------ Exercise material
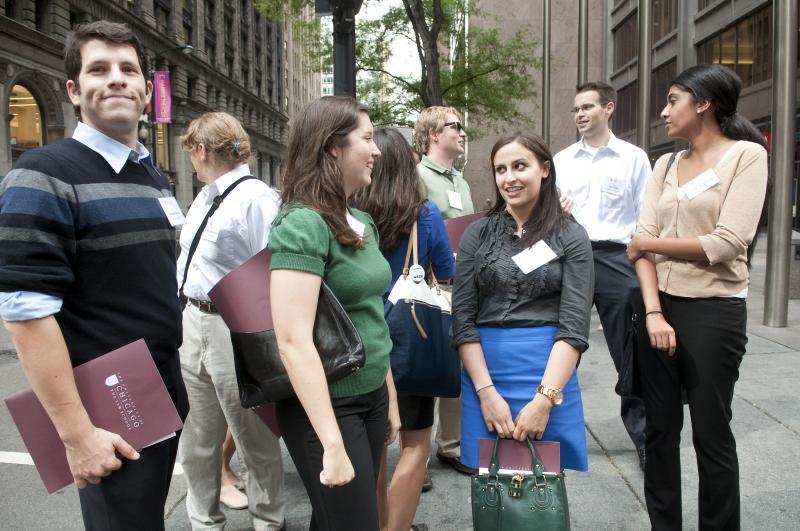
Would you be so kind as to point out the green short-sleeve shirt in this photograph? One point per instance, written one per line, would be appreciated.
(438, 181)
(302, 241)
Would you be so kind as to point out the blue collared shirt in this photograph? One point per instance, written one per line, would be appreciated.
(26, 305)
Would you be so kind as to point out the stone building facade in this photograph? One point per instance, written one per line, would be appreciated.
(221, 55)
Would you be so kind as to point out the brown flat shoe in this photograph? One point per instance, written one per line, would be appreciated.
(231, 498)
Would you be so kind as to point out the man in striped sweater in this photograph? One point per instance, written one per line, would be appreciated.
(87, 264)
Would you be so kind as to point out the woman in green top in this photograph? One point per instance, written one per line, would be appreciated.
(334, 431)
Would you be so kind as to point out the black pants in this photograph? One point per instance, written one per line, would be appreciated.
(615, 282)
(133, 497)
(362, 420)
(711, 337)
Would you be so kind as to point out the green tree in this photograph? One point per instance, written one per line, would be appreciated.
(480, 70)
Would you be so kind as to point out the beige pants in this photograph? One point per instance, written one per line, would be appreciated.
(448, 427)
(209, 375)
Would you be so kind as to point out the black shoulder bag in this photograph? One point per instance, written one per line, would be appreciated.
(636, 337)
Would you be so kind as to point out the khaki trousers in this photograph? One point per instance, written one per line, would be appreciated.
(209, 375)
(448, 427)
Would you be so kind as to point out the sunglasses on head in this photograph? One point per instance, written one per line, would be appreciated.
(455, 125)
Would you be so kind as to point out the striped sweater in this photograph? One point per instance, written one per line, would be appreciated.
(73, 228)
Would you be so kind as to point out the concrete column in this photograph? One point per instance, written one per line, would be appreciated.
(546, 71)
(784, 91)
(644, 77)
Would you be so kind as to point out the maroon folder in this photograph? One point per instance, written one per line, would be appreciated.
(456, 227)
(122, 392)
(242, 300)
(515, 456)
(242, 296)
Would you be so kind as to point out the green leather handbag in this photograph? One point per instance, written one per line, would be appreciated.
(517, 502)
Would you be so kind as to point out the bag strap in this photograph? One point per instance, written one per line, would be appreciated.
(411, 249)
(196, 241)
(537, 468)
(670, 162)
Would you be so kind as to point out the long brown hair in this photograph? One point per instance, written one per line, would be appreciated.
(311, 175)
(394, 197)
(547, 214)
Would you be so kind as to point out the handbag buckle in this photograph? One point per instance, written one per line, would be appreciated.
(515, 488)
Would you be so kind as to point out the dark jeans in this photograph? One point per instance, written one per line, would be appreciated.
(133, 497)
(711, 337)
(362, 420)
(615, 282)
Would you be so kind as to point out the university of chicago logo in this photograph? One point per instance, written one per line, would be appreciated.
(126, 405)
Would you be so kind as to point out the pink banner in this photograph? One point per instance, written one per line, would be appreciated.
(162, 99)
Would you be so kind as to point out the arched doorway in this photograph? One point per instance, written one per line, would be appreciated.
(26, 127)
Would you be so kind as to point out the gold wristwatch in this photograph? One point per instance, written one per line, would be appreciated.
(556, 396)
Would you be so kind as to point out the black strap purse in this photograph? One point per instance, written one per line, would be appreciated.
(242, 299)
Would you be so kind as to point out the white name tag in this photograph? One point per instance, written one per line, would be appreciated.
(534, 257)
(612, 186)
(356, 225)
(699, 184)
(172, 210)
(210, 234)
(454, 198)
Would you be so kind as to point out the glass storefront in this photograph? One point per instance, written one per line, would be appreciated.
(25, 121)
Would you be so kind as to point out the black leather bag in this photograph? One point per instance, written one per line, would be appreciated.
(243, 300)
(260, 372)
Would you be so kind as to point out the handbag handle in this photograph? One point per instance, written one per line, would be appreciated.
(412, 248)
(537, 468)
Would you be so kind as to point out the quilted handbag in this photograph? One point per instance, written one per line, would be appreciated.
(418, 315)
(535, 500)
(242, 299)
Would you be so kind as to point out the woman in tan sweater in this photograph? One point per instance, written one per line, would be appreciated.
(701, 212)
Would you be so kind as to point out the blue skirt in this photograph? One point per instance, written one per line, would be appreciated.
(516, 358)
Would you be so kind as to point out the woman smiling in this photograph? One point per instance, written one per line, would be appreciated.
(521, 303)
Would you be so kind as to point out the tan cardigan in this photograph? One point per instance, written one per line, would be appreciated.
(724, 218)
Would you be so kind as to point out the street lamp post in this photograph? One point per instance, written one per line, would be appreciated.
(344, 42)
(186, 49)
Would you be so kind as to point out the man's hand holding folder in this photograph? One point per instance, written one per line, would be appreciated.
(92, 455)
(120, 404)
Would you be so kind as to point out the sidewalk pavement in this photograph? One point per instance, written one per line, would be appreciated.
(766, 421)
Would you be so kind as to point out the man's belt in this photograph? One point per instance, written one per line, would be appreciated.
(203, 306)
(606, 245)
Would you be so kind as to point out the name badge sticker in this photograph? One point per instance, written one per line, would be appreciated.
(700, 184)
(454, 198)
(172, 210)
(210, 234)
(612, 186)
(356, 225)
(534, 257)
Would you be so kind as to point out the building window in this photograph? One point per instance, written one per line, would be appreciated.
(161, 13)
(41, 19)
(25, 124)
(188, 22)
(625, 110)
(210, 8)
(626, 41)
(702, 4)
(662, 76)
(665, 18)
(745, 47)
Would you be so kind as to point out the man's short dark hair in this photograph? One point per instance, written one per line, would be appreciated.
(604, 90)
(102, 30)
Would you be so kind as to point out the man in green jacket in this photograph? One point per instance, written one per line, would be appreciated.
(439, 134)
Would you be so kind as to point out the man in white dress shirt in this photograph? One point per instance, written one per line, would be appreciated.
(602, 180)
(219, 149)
------------
Exercise:
Leave out all images, then reproduce the entries above exactly.

Written answer:
Would you be so kind as to point out the green short-sleeve shirt in this photograph? One point per instance, written one per line, would be appreciated.
(438, 181)
(302, 241)
Would you be so kind as to point out the blue collared shirt in this photograph? One point per instance, written one per line, would be appreciated.
(26, 305)
Would you be so kind as to point out the stone building facade in this photograph? One point per instance, written one per line, would be appreciated.
(221, 55)
Would you be so kind as to point out the brown flat shoe in this photograph? One point per instance, written one per line, would be appreciated.
(231, 498)
Would you be so kind as to point out the man in striped sweater in this photograph? One point per instance, written one per line, would be appreciated.
(87, 264)
Would you be so kind as to point out the woman in green top in this photograph? One point per instance, written one per line, would be appreciated.
(334, 431)
Would you be so kind as to point out the black pants in this photograph? One point per instance, written one per line, would be appreciated.
(615, 282)
(133, 497)
(362, 420)
(711, 337)
Would you be so kind as to point out the green tree in this photograph? One point per instance, written one per line, would be appreciated.
(480, 70)
Would you be so kind as to point out the beige pants in this photograph? One point per instance, written one per line, would be appreciated.
(448, 427)
(209, 375)
Would you be so kind as to point out the black shoulder bag in this photograph? One point per instance, written one per line, would be appreciated.
(636, 337)
Would you be so kind as to point out the khaki trousers in this photograph? One point per instance, written one per line, would be appreciated.
(209, 375)
(448, 427)
Would you be so kind as to point out the sunglasses on head in this photograph? One point per instance, written one per line, would be appreciated.
(455, 125)
Would you be so kind as to point out the striped sweater in this photograph? One point per instance, written one per line, would be appreciated.
(73, 228)
Would you be so kind as to point out the concrete column in this photograph? One point per instance, written one per line, would be appreciated.
(546, 71)
(784, 91)
(644, 77)
Would you be so kind as to point out the maroon folder in this photograph? One point per instance, written one per line, would be appreciated.
(456, 227)
(122, 392)
(242, 300)
(515, 456)
(242, 296)
Would you be so kind as to point out the green leather handbag in this photograph? One point per instance, written one per line, would be appreciated.
(517, 502)
Would you be so kind as to point out the bag strap in this photograph? One point per instance, written one per line, would be appreciated.
(411, 249)
(196, 241)
(537, 468)
(670, 162)
Would you be so kind as to point out the long brown hair in this photograph? One point per instance, written one per line, would be appreciated.
(311, 175)
(394, 197)
(547, 214)
Would you be so kind as to point out the handbag buckle in this photograph? One point per instance, written one per line, would be appreciated.
(515, 488)
Would you be so kind as to point out the dark jeans in this photograph? One point per instance, written one per line, would be appreciated.
(133, 497)
(711, 337)
(362, 420)
(615, 282)
Would you be so kind as to point out the university of chicago logo in this photograph? One point per instance, written one per line, would be appreciated.
(126, 405)
Would you be so kind as to point out the pink banner in this photograph? One point per instance, written one per line, would be appreciated.
(162, 99)
Would you be so kind as to point out the arched doorway in this photograph? One point per instance, written one per line, would be appreciated.
(26, 127)
Would you be so kind as to point out the gold wristwatch in this photograph? One point per instance, written one per line, would be appreciated.
(556, 396)
Would you be so kind as to point out the black strap purse in this photograph? One point per instance, written one per line, would be appreciated.
(242, 299)
Would you be so kind as to point out the white name tag in this photograph? One point per instance, written one per line, would be appreciated.
(534, 257)
(612, 186)
(356, 225)
(699, 184)
(172, 210)
(210, 234)
(454, 198)
Would you be so kind as to point out the glass storefront in this photograph? One point per instance, written one per line, would be appreciated.
(25, 121)
Would you be so kind as to point out the black leather bag in this photograph? One point per instance, written one per line, would be appreciated.
(243, 300)
(260, 372)
Would you be so kind as to point out the handbag handle in this photograph? One point per instance, written one per line, would be appreciated.
(412, 248)
(537, 468)
Would you be so kind as to point out the quilted handbag in this photograph? One point per instance, written one per line, would be appreciated.
(418, 315)
(535, 500)
(242, 299)
Would you be so kind as to point out the woman in tan sweater in this photograph? One point per instance, written one per line, would be appreciated.
(701, 212)
Would you be so kind as to point out the blue skirt in this photograph? One point per instance, written one per line, would be appreciated.
(516, 358)
Would you be so kind as to point out the woman smiling in this photograph? One point per instance, written one per line, would be appreciated.
(521, 303)
Would you be so kind as to point out the tan cardigan in this photograph? One point per instance, written one per line, would be appreciated.
(724, 218)
Would you be so kind as to point out the street lamp post in this photograph? One point per instance, written one per line, would be appreciated.
(344, 42)
(186, 49)
Would you be so kind as to point out the man's hand holding folder in this photograph? One point per instance, written one per line, would be appreciated.
(92, 455)
(120, 404)
Would you be so kind as to point out the sidewalk pavement in this photograph? One point per instance, written one per line, would be appreciated.
(766, 421)
Would you be so kind as to point out the man's belt in this photograph? One point per instance, written one per line, would be appreciated.
(203, 306)
(606, 245)
Would you be so kind as to point out the name badge sticker in this photograph? One point per instance, written one per line, would be appreciated.
(700, 184)
(454, 198)
(172, 210)
(210, 234)
(612, 186)
(356, 225)
(534, 257)
Would you be so kind as to point out the building window in this photograph? One point per instance, written one per line, would be appreciated.
(161, 13)
(41, 19)
(25, 124)
(188, 22)
(625, 110)
(210, 8)
(626, 41)
(702, 4)
(662, 76)
(665, 18)
(745, 47)
Would you be so kind as to point out the man's short dark hair in this photograph? One point per instance, written one per line, would be appreciated.
(604, 90)
(102, 30)
Would you be so kind as to point out the man in green jacket in this photograph? One point per instance, written one per line, would be appreciated.
(439, 134)
Would you be so kind as to point out the man in white dress shirt in this photograph? One point per instance, written one per line, would be appreciated.
(602, 180)
(219, 149)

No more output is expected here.